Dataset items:
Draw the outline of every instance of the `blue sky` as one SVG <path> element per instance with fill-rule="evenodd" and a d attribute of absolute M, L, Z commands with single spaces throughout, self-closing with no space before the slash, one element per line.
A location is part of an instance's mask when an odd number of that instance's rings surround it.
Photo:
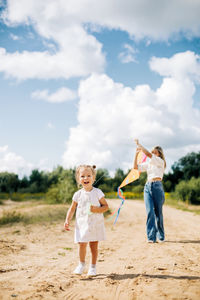
<path fill-rule="evenodd" d="M 200 150 L 197 1 L 0 5 L 0 171 L 127 170 L 134 138 L 167 171 Z"/>

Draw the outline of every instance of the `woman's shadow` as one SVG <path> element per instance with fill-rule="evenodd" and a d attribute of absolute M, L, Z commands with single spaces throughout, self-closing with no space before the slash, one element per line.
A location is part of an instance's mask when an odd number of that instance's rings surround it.
<path fill-rule="evenodd" d="M 200 244 L 200 240 L 166 240 L 165 243 L 180 243 L 180 244 Z"/>

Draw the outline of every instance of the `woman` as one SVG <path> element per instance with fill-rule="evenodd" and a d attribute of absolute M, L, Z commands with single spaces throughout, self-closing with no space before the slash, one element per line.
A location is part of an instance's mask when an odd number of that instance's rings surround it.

Task: Are you able to set down all the lines above exactly, without any pictures?

Answer to this exercise:
Draw the outline of every instance of the `blue sky` as one SVG <path> element per instance with fill-rule="evenodd" and a d attribute of absolute M, L, Z commands with single spaces throughout, self-closing with no space before the slash, one element per line.
A location is part of an instance's mask when an odd number of that instance's rings surround it.
Photo:
<path fill-rule="evenodd" d="M 200 150 L 197 1 L 0 5 L 0 171 L 127 170 L 134 138 L 167 171 Z"/>

Draw the outline of every instance of the `woman's shadow` as one SVG <path> element per instance with fill-rule="evenodd" and a d attribute of absolute M, L, Z commands with single spaces throughout, self-closing with no space before the slash, one element per line.
A location is part of an instance's mask when an odd number of that instance's rings surround it.
<path fill-rule="evenodd" d="M 200 244 L 200 240 L 166 240 L 165 243 L 180 243 L 180 244 Z"/>

Draw the outline of every instance of the `woman` as one SVG <path> element per instance with fill-rule="evenodd" and a d attribute of absolute M, L, Z commands with single spaces throughout, self-closing with no space before the slash, one element per line.
A location is part of an instance's mask when an odd number of that instance's rings surround it.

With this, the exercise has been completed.